Alles nur Aufmerksamkeit
Die sozialen Medien tragen ihren Teil dazu bei. Nein, nicht die sozialen Medien, sondern die Menschen, die mit ihren Tweets auf der Plattform X, Kommentaren auf Facebook oder Kurzvideos auf TikTok genau dieser Sehnsucht nach knappen Aussagen nachkommen. Und wir? Fallen darauf rein. „Clickbait“ ist so eine Masche. Dabei geht es lediglich darum, mit Überschriften oder Aussagen Klicks zu generieren. Je mehr Klicks, umso besser die Bezahlung durch Werbung und Reichweite. Der kluge Religions- und Politikwissenschaftler Michael Blume erklärt in seinem Buch „Verschwörungsmythen“ (erschienen 2020 im Patmos Verlag) sehr eindrücklich, warum wir Menschen auf solche verknappten und alarmierenden Schlagzeilen abfahren: Weil negative Emotionen wie Angst oder Schmerz die Funktion haben, uns vor Gefahren zu warnen, werden sie von unserem Gehirn tendenziell stärker gewichtet. Auf was springen wir also am ehesten an? Ganz klar: auf „bad news“, auf schlechte Nachrichten, reißerische Überschriften, brutale Bilder. Sie lösen einen alarmierenden Impuls in uns aus, eine Ausschüttung von Endorphinen, um uns wach zu machen. Deshalb brauchen gute Geschichten spannende Schurken – und wenn unser Gehirn keine Gefahr findet, tendiert es dazu, sie zu erfinden. Je sicherer wir leben, desto mehr genießen wir Krimis und Thriller.

-=-=-

— Worum es geht —
Wie heißt laut dem zitierten Text das Buch, in dem Michael Blume erklärt, warum Menschen auf verknappte und alarmierende Schlagzeilen abfahren?

-=-=-

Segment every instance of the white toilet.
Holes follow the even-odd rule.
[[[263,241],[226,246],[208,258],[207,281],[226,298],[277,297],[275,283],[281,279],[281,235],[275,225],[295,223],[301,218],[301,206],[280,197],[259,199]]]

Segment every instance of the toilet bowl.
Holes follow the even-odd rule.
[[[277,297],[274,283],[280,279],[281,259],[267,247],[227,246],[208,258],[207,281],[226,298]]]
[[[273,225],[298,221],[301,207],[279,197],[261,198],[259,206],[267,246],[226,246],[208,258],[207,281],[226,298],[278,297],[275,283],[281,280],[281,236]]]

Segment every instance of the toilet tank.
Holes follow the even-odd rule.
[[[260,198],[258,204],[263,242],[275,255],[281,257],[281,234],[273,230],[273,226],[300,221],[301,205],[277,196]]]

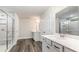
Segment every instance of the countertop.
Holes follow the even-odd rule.
[[[60,37],[59,35],[42,35],[42,36],[54,42],[57,42],[65,47],[68,47],[74,51],[79,52],[79,40],[78,39],[72,39],[69,37]]]

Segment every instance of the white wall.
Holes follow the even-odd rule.
[[[15,43],[18,39],[19,39],[19,17],[15,13],[14,14],[14,41]]]
[[[37,19],[34,17],[20,19],[19,25],[19,39],[32,38],[32,32],[39,31]]]

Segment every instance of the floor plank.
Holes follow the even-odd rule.
[[[33,39],[20,39],[9,52],[42,52],[42,43]]]

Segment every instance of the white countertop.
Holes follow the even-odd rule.
[[[65,47],[68,47],[74,51],[79,51],[79,40],[69,37],[60,37],[59,35],[42,35],[54,42],[57,42]]]

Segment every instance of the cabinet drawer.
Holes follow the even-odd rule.
[[[54,42],[54,45],[53,45],[54,49],[57,51],[57,52],[62,52],[63,51],[63,46]]]
[[[64,47],[64,52],[75,52],[75,51],[73,51],[72,49],[69,49],[67,47]]]
[[[47,39],[47,38],[45,38],[45,42],[48,44],[48,45],[52,45],[52,41],[51,40],[49,40],[49,39]]]

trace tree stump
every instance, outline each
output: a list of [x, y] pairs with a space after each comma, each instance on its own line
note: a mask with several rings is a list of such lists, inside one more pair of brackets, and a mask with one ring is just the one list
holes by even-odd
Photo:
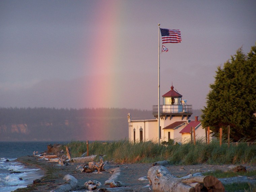
[[199, 176], [183, 179], [171, 174], [167, 168], [161, 165], [151, 167], [148, 178], [155, 192], [225, 192], [221, 182], [212, 176]]

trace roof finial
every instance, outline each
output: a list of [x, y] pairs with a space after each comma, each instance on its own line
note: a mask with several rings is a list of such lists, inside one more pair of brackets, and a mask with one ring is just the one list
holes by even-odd
[[172, 82], [171, 82], [171, 90], [173, 90], [174, 87], [173, 86], [172, 86]]

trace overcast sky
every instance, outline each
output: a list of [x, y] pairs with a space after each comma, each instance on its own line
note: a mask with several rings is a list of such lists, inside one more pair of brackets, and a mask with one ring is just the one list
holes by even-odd
[[152, 110], [160, 23], [182, 39], [160, 54], [160, 95], [172, 82], [202, 108], [217, 67], [255, 45], [255, 0], [2, 0], [0, 107]]

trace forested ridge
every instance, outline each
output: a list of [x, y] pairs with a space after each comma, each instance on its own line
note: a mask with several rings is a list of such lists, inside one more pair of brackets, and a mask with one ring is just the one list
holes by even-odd
[[128, 113], [132, 120], [154, 118], [151, 110], [124, 108], [0, 108], [0, 141], [128, 139]]
[[0, 108], [0, 140], [107, 140], [128, 137], [127, 114], [152, 119], [151, 111], [126, 108]]

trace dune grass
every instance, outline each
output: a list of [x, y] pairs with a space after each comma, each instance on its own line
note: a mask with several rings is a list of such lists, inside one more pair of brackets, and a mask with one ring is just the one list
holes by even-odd
[[[85, 141], [72, 141], [67, 146], [73, 157], [80, 157], [87, 151]], [[122, 163], [152, 163], [163, 160], [176, 165], [256, 163], [256, 145], [248, 146], [241, 142], [237, 146], [228, 148], [224, 142], [220, 146], [217, 139], [213, 140], [209, 145], [198, 140], [195, 145], [190, 143], [158, 145], [150, 141], [135, 143], [127, 140], [96, 141], [89, 143], [89, 148], [90, 155], [105, 155], [104, 159]]]
[[[237, 146], [230, 146], [229, 148], [225, 142], [220, 147], [219, 141], [217, 139], [213, 140], [209, 145], [202, 140], [197, 141], [195, 145], [189, 142], [181, 145], [173, 143], [158, 145], [151, 141], [135, 143], [127, 140], [96, 141], [89, 143], [89, 154], [99, 156], [105, 155], [104, 160], [127, 163], [152, 163], [163, 160], [167, 160], [171, 164], [184, 165], [201, 163], [253, 165], [256, 163], [256, 145], [248, 146], [243, 140]], [[85, 141], [73, 141], [67, 145], [73, 157], [80, 157], [87, 151], [86, 143]], [[238, 175], [237, 173], [224, 173], [218, 170], [206, 174], [217, 178]], [[239, 174], [255, 176], [256, 171], [245, 173], [239, 172]], [[225, 185], [224, 187], [226, 191], [256, 191], [256, 185], [250, 183]]]

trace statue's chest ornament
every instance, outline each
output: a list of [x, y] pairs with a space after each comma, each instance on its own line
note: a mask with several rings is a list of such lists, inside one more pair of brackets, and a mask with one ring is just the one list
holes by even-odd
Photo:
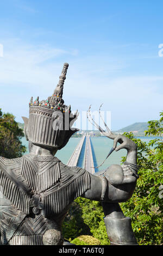
[[59, 181], [59, 162], [51, 161], [48, 157], [39, 160], [24, 157], [21, 175], [34, 193], [40, 194]]
[[39, 194], [34, 194], [30, 200], [30, 206], [35, 214], [40, 214], [41, 210], [45, 209], [43, 198]]

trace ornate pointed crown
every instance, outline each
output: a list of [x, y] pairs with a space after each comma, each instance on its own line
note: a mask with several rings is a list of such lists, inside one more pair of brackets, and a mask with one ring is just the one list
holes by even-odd
[[71, 135], [78, 130], [71, 129], [77, 118], [77, 111], [73, 115], [71, 106], [64, 105], [62, 98], [68, 66], [67, 63], [64, 64], [52, 96], [41, 101], [39, 97], [34, 101], [31, 97], [27, 133], [28, 140], [35, 144], [60, 149], [67, 144]]
[[59, 81], [56, 88], [54, 91], [52, 96], [48, 97], [46, 100], [42, 100], [39, 101], [39, 97], [37, 97], [36, 100], [33, 101], [33, 97], [30, 99], [29, 106], [30, 109], [33, 109], [35, 106], [40, 107], [40, 109], [43, 108], [43, 109], [49, 109], [54, 110], [59, 110], [63, 113], [65, 111], [71, 112], [71, 106], [68, 107], [64, 105], [64, 101], [62, 99], [63, 88], [64, 82], [66, 79], [66, 75], [68, 67], [68, 63], [65, 63], [64, 68], [61, 72], [61, 74], [59, 77]]

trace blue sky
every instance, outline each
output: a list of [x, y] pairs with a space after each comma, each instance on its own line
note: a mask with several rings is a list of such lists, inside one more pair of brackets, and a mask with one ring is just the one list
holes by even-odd
[[0, 107], [22, 122], [31, 96], [52, 95], [67, 62], [63, 97], [72, 109], [103, 103], [112, 130], [159, 118], [162, 7], [161, 0], [1, 1]]

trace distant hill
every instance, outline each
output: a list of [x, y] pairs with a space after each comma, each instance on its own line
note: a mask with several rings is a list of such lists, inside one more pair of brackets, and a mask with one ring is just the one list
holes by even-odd
[[144, 131], [148, 130], [148, 123], [135, 123], [116, 132], [117, 133], [132, 132], [135, 135], [143, 136]]

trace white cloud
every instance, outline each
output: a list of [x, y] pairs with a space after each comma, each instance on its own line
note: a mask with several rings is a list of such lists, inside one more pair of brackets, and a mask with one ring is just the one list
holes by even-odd
[[124, 76], [122, 71], [126, 74], [128, 69], [124, 60], [98, 53], [82, 58], [77, 49], [27, 45], [18, 39], [2, 42], [0, 107], [13, 113], [19, 121], [22, 115], [28, 115], [31, 96], [41, 100], [53, 93], [64, 62], [70, 67], [64, 99], [73, 109], [86, 111], [92, 104], [92, 111], [97, 110], [103, 102], [103, 110], [112, 112], [113, 126], [121, 124], [117, 129], [152, 119], [161, 110], [163, 76]]

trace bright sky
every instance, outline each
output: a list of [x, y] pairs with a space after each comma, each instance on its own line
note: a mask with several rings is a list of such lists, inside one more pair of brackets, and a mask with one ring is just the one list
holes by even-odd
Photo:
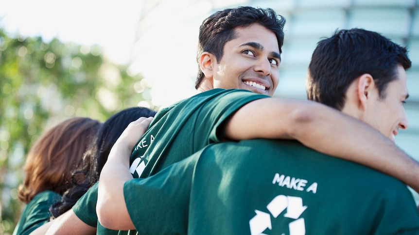
[[[12, 36], [40, 35], [46, 42], [56, 37], [63, 42], [87, 46], [98, 44], [103, 47], [103, 53], [107, 58], [118, 63], [127, 63], [131, 52], [139, 50], [141, 52], [136, 54], [140, 54], [140, 58], [137, 58], [129, 71], [133, 74], [140, 73], [147, 78], [152, 86], [150, 94], [152, 103], [165, 106], [196, 92], [193, 88], [196, 74], [194, 58], [198, 29], [202, 19], [198, 17], [197, 23], [192, 25], [185, 25], [183, 22], [191, 18], [195, 21], [197, 14], [203, 12], [206, 17], [210, 4], [208, 1], [201, 1], [192, 4], [195, 7], [191, 9], [186, 7], [191, 4], [189, 0], [162, 1], [161, 7], [151, 14], [155, 17], [148, 17], [145, 23], [146, 27], [150, 27], [146, 41], [142, 40], [136, 46], [135, 33], [144, 2], [144, 0], [5, 1], [0, 7], [0, 27]], [[167, 22], [168, 18], [161, 17], [165, 15], [171, 16], [170, 22]], [[182, 26], [168, 27], [170, 23], [174, 24], [174, 20]], [[162, 55], [165, 54], [170, 54], [171, 58], [176, 54], [178, 63], [163, 61]], [[183, 63], [179, 73], [178, 62], [181, 62]], [[165, 65], [164, 69], [162, 69], [162, 65]], [[177, 72], [174, 73], [175, 71]], [[174, 74], [179, 75], [176, 79]]]
[[114, 62], [127, 62], [142, 0], [3, 1], [0, 27], [13, 34], [98, 44]]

-=-=-

— Richtige Antwort —
„Verschwörungsmythen“, erschienen 2020 im Patmos Verlag.